◆ **Parts of the exercise**
• 1. Summarize the mailing-list post about research probes in two sentences.
• 2. Answer these questions from the mailing-list post about research probes:
(a) What is the most recent group of researchers studying?
(b) How do many of the "random targets" regard the probes?
(c) What should the default page of the suggested www host do?
• 3. Extend the mailing-list post about research probes, picking up after its final sentence.

◆ **Quoted text**

====

Research - Valid Data Gathering vs Annoying Others
John K Lerchey
lerchey at andrew.cmu.edu
Fri Aug 6 18:09:01 UTC 2004
Hi NANOG folks,
We have a situation (which has come up in the past) that I'd like some
opinions on.
Periodically, we have researchers who develop projects which will do
things like randomly port probe off-campus addresses. The most recent
instance of this is a group studying "bottlenecks" on the internet. Thus,
they hit hosts (again, semi-randomly) on both the commodity internet and
on I2 (abeline) to look for places where there is "traffic congestion".
The problem is that many of their "random targets" consider the probes to
be either malicious in nature, or outright attacks. As a result of this,
we, of course, get complaints.
One suggestion that I received fro a co-worker to help to mitigate this is
to have the researchers run the experiments off of a www host, and to have
the default page explain the experiment and also provide contact info.

====

◆ **Provided material**
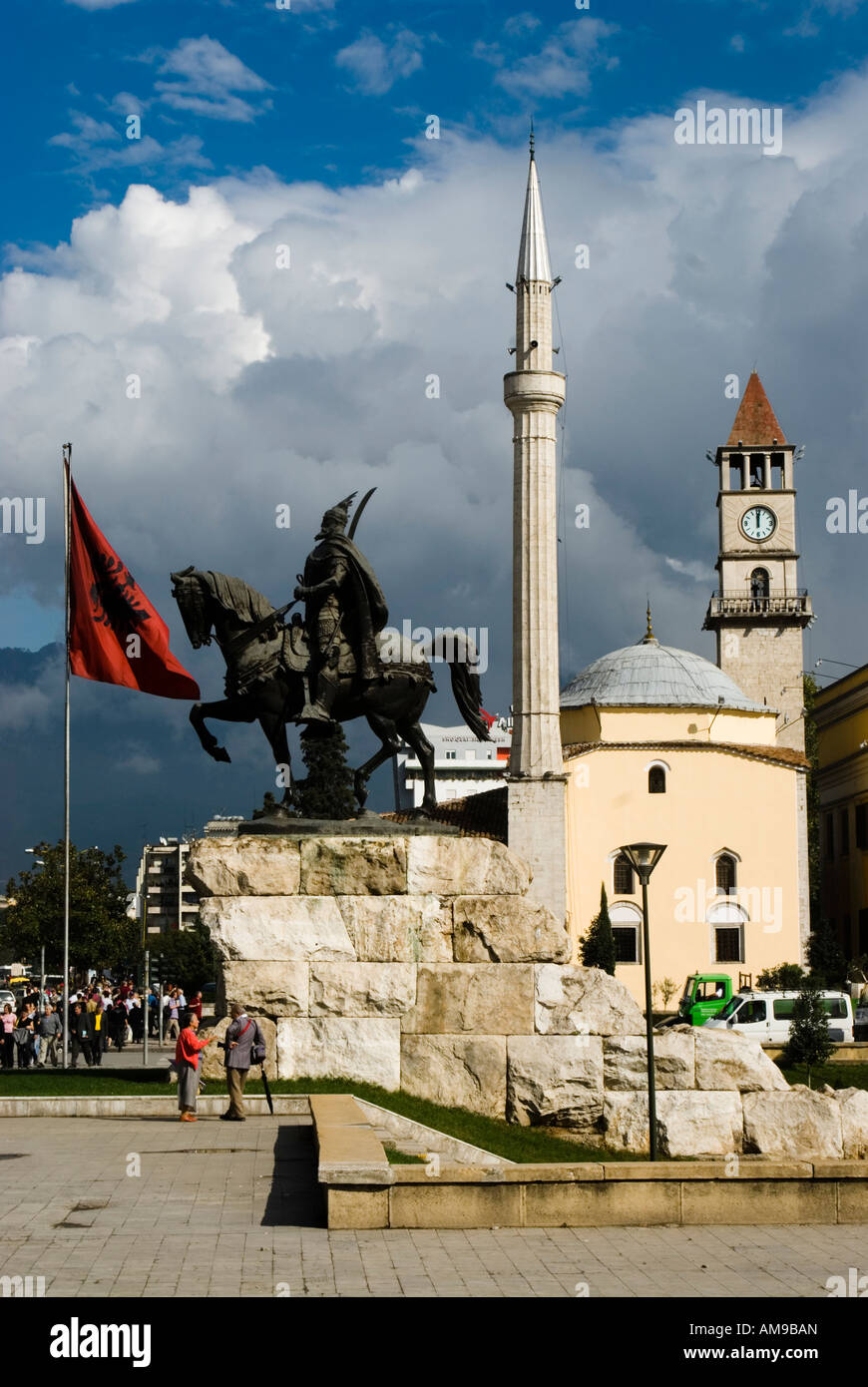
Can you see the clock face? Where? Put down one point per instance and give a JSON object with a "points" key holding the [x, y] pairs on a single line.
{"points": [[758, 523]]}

====

◆ **Answers to the tasks**
• 1. Researchers at the writer's institution periodically run projects that probe off-campus addresses, most recently a group semi-randomly hitting hosts on the commodity internet and on I2 to look for traffic congestion. Many of the targets consider the probes malicious or outright attacks and complain, so a co-worker suggested running the experiments from a www host whose default page explains the experiment and provides contact info.

• 2.
(a) "Bottlenecks" on the internet.
(b) As either malicious in nature or outright attacks.
(c) Explain the experiment and provide contact info.

• 3.
We also discussed having the researchers contact ISPs and other large
providers to see if they can get permission to use addresses in their
space as targets, and then providing the ISPs with info from the testing.
How do you view the issue of experiments that probe random sites? Should
this be accepted as "reasonable", or should it be disallowed? Something
in between?
What other suggestions might you have about how such experiments could be
run without triggering alarms?
Please send any suggestions directly to me and once I have some answers,
I'll post a compilation to the list.
Thanks!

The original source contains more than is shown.